Source text
● ● ●

Arrival to the Camps

There's more! There's more! They’re coming! They’re coming!

These words echoed throughout the camp one morning in early September 2017. It was just after dawn – the sand had muddied from the torrential monsoon rains the night before, the yellow-orange hue of the sun shining over the soggy terrain. In the distant horizon beyond the sandy expanse and just over the rice paddies, crowds of people emerged out of nowhere – first in tens, then in thousands, until their presence carpeted the entire landscape. Their sunken faces revealed the exhaustion of a prolonged journey, escaping unspeakable calamity only to be faced with an uncertain future. The refugees were hungry and drained, pacing through the scorching heat – some carrying the weight of their children, while others their elderly family members. Some were able to gather a few belongings and bare necessities from their homes in Myanmar at the last minute, which they wrapped inside larger knotted shawls that they carried on their shoulders, the knots clinging for dear life to stay secure. Many others brought nothing with them except the clothes on their backs. Many Rohingya women later recounted to me that they did not know their exact destination, but they ran nonetheless, out of necessity, following one another across dense forest lands until they had reached the camps in search of refuge.

● ● ●

Extracted information
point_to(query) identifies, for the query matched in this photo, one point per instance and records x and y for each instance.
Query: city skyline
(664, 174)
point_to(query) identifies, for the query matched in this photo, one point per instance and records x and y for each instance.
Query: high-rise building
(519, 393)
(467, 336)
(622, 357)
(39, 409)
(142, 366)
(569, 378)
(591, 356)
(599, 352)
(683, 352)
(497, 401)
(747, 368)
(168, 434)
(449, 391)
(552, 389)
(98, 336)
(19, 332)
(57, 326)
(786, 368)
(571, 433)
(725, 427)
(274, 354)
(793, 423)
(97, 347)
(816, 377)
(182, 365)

● ● ●

Directions
1. In the account of the refugees' arrival at the camps, what did some of them wrap their belongings in?
2. Carry on the account of the refugees' arrival at the camps, starting right after its last sentence.
The data has nothing to do with the text.

Task-by-task answers
1. They wrapped them inside larger knotted shawls that they carried on their shoulders.

2.
As time passed and days trickled into weeks and then months, the camps became the only place of residence for nearly a million Rohingya refugees. Within this context, Rohingya women have had to negotiate and re-forge community ties as well as renew their understandings of ‘self ‘ (Bhabha 1994; Abusharaf 2005, 2009; Fiddian-Qasmiyeh 2014). Though estranged from their native homeland of Myanmar, a sense of ‘home’ has begun to emerge in the camps from the shared experiences of displacement, the social and cultural interactions that constitute the camps, and the routine activities that provide meaning in their everyday life. This chapter explores the narratives of Rohingya women after being uprooted from Myanmar and forced into refugee camps in Bangladesh. While having lost their homes in Myanmar, Rohingya women have been able to re-establish ‘community’ and traditions in the refugee camps, thereby creating a sense of home and belonging despite their predicaments.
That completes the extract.